[Tarea]
Continúe el texto sobre Gaza y la razón instrumental a partir de su última oración.

[Sección del documento]
-=-=-

Adorno y Horkheimer, en Dialéctica de la Ilustración (1947), advirtieron sobre los peligros de la razón instrumental, aquella que bajo la promesa de progreso convierte a los seres humanos en medios, no en fines. Gaza es su confirmación histórica y su evolución. Una sociedad tecnológicamente avanzada que perfecciona su maquinaria de muerte con drones, sistemas de vigilancia, algoritmos de censura y lenguaje burocrático. Y la tecnología, lejos de emancipar, administra el sufrimiento con eficacia quirúrgica.
La guerra ya no necesita justificar su violencia porque la neutraliza en tiempo real, la convierte en espectáculo o en contenido desechable. Tal como Slavoj Žižek ha sostenido en textos como Bienvenidos al desierto de lo real (2002), la ideología contemporánea no se impone a través de la represión, sino del goce deleuziano, que permite disfrutar del horror, siempre que esté a una distancia segura. Gaza se convierte así en una zona de goce obsceno, donde el espectador occidental preserva su superioridad moral mientras mantiene intacto su confort.
La respuesta institucional ha sido, en el mejor de los casos, insuficiente. La Organización de las Naciones Unidas, fundada en 1948 como proyecto político global para prevenir nuevas atrocidades tras el Holocausto, ha demostrado una incapacidad estructural para intervenir eficazmente. Su parálisis no es debilidad ocasional: es el resultado lógico de un aparato que ha perdido toda autoridad ética. Hoy, más que una institución, la ONU es un archivo ceremonial del fracaso humanitario global.
Adorno ya lo advertía en sus escritos sobre la industria cultural que la repetición banaliza, el exceso de imágenes anestesia, la estetización del sufrimiento bloquea la acción. Y así, la cultura de masas, deviene industria del espectáculo. En la que Gaza no sólo se invisibiliza, sino que, en un acto extremadamente sutil, se vuelve tolerable, por saturación.

-=-=-

[Datos disponibles]
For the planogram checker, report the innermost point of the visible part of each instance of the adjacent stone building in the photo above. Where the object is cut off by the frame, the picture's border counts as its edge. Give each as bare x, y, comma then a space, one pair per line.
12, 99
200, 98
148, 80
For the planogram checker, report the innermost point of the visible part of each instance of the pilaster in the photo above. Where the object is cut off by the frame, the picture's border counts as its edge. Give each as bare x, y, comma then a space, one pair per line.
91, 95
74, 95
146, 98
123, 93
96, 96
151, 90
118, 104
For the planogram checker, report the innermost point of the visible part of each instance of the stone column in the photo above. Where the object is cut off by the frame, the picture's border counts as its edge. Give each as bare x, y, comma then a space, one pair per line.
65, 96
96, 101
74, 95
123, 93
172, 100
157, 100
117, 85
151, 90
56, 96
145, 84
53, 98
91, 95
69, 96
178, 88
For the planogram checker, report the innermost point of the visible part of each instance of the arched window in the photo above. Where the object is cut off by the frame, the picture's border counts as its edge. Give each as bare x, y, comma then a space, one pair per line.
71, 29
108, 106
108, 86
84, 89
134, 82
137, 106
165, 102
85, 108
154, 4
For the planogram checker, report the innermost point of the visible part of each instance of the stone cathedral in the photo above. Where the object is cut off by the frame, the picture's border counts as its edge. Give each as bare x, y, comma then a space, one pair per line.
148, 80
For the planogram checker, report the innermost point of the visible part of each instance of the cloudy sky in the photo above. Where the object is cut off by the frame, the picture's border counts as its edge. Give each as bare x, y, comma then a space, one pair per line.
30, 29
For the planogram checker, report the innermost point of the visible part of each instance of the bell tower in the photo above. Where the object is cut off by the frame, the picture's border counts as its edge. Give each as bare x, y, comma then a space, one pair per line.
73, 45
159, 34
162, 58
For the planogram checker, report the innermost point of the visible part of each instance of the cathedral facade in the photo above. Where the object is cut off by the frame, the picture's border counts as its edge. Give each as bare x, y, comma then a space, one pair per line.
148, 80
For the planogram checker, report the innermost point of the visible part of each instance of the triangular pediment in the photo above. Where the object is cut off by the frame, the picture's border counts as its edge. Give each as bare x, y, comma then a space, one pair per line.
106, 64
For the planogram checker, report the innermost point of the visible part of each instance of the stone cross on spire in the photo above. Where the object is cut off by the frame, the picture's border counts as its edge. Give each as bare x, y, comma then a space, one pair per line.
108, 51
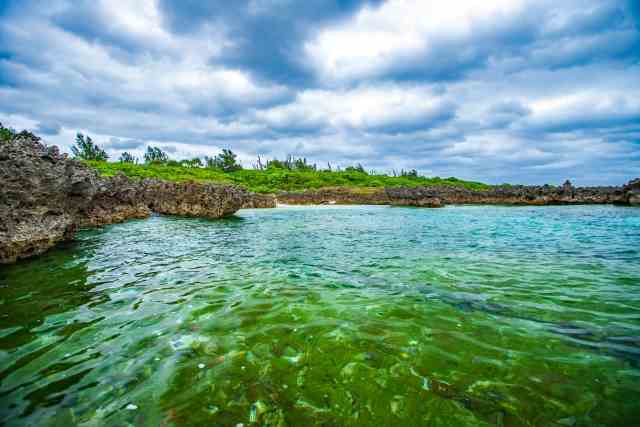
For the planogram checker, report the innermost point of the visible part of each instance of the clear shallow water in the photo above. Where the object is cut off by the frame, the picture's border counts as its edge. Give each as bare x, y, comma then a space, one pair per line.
333, 316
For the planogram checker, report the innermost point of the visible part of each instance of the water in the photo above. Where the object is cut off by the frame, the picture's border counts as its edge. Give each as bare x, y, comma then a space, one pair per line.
333, 316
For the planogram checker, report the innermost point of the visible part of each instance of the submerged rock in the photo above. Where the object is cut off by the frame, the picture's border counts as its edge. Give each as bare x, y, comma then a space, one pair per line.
632, 192
45, 197
259, 201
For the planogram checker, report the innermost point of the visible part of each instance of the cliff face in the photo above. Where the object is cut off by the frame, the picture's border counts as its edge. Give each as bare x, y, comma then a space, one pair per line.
436, 196
45, 197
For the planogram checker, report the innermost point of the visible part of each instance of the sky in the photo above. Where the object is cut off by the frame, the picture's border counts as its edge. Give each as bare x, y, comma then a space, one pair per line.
516, 91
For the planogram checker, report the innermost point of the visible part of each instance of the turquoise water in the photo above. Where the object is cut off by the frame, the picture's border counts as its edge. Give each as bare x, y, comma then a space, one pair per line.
332, 316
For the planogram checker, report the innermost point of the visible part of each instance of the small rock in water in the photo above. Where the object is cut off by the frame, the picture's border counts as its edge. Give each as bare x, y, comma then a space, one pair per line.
570, 421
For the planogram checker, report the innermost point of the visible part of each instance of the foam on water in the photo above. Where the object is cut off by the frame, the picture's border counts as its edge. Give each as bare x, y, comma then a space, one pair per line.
331, 315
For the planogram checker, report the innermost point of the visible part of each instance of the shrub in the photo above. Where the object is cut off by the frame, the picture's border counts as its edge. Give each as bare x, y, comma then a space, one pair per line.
127, 158
85, 149
155, 155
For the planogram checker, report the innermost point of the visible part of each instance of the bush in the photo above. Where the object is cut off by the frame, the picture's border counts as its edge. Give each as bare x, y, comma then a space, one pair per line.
6, 134
85, 149
225, 161
127, 158
155, 155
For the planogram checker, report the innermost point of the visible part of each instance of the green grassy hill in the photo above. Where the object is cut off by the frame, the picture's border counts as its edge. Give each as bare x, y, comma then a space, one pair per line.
275, 179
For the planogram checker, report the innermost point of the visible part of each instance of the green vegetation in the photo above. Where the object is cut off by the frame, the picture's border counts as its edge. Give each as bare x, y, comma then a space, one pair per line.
85, 149
127, 158
276, 176
154, 155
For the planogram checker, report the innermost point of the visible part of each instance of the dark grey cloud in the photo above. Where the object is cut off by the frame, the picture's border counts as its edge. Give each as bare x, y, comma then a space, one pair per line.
266, 36
520, 91
48, 128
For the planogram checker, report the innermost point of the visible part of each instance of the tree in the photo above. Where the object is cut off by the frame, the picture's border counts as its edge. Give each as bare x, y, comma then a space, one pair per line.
155, 155
127, 158
225, 161
85, 149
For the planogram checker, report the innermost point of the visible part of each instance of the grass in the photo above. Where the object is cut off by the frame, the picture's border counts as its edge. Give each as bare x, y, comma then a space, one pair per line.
274, 180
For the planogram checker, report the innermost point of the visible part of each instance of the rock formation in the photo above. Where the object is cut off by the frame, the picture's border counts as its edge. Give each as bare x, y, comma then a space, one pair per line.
260, 201
436, 196
45, 197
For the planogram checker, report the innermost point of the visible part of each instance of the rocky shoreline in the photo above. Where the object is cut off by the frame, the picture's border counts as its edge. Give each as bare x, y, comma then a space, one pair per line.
45, 197
437, 196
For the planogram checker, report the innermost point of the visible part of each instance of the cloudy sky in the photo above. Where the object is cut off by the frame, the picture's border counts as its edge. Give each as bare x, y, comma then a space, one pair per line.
516, 91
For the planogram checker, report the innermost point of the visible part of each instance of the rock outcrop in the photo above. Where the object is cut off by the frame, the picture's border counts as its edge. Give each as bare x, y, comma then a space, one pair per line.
632, 192
45, 197
424, 197
436, 196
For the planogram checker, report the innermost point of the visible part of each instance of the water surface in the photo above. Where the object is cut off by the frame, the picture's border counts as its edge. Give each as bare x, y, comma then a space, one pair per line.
332, 316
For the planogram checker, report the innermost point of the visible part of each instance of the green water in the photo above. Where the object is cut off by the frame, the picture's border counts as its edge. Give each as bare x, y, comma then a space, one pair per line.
331, 316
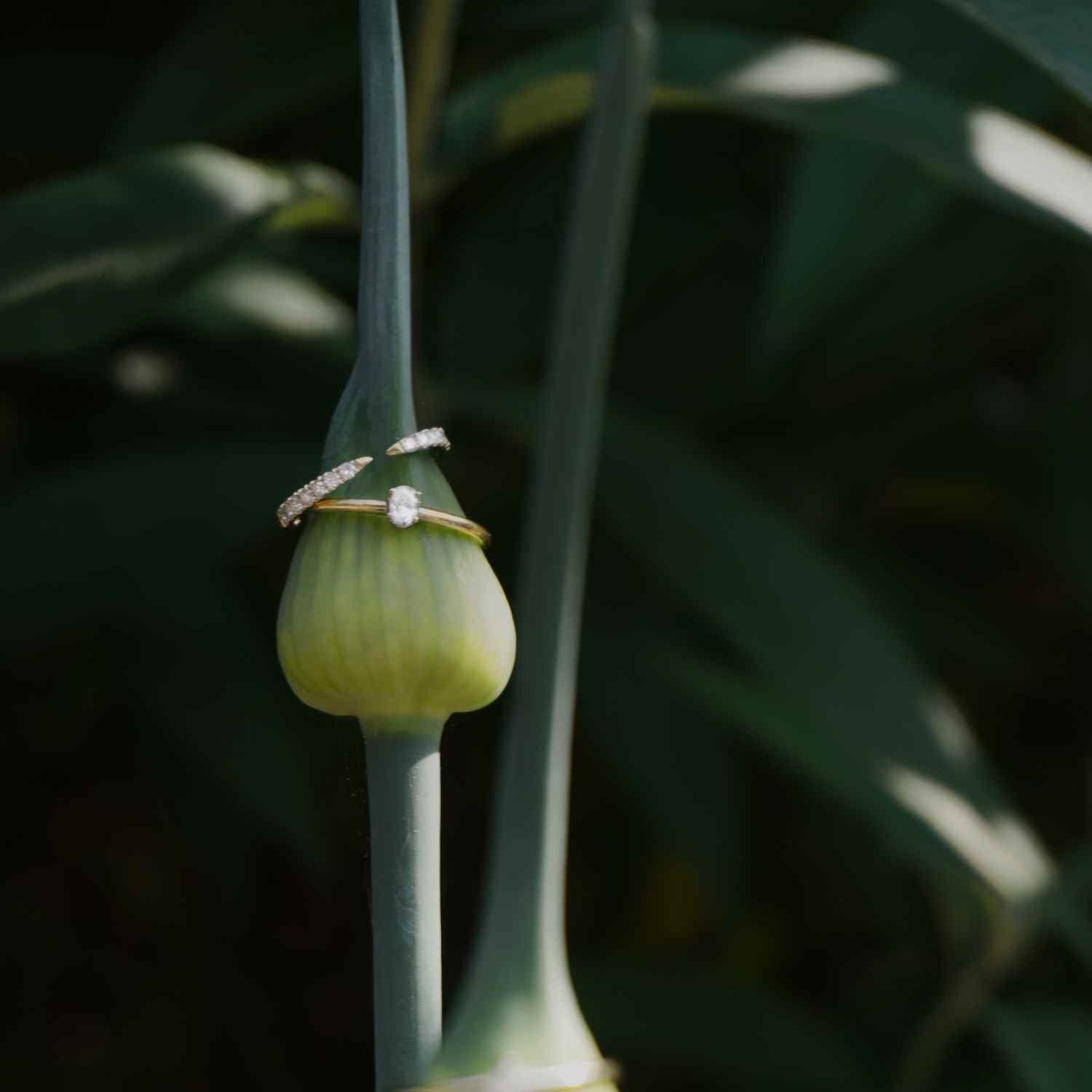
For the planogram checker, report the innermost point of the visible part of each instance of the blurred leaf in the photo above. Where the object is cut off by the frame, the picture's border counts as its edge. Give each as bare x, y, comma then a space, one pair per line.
860, 713
852, 207
801, 84
700, 1020
240, 67
1048, 1045
148, 542
135, 533
1067, 401
1061, 906
1055, 34
274, 312
87, 258
676, 764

-=-=-

[Respuesta a continuación]
El mundo sigue girando
La tragedia no es sólo que mueren miles. Es que seguimos funcionando como si no murieran. La vida continúa. Las aplicaciones siguen activas. Las reuniones, los algoritmos, las playlists, los trending topics. La sociedad poshumana que se está instalando ya no es cínica porque niega la barbarie, sino porque la integra sin conflicto a la rutina. La obscenidad no está en la violencia, sino en nuestra normalidad intacta.
El humanismo occidental, ese que pretendía fundar una ética universal desde la razón y la empatía, se desvanece. No es asediado por un enemigo externo, sino que se camufla entre eufemismos, comunicados diplomáticos y justificaciones jurídicas. Gaza no es sólo el cementerio de decenas de miles, sino el mausoleo de esas convicciones morales.
Y si aún queda un resto de honestidad, debemos admitir que no se trata de “salvar” a Gaza, porque ya forma parte de la historia de lo imperdonable. Se trata, acaso, de salvarnos del cinismo, de romper la inercia que nos permite convivir con la barbarie como si fuera un hecho natural. Adorno sostenía que la cultura genuina no puede florecer en una sociedad que tolera la barbarie. Hoy, lo único verdaderamente imperdonable no es la violencia, sino que hayamos aprendido a vivir con ella sin que nos detenga.
Lo insoportable de Gaza no es sólo lo que pasa, es que seguimos como si no pasara. Entonces lo único imperdonable hoy no es la violencia, sino la normalidad.
*Profesor de Filosofía y miembro del Observatorio de Prácticas Públicas de la Historia y Filosofía de la UNQ.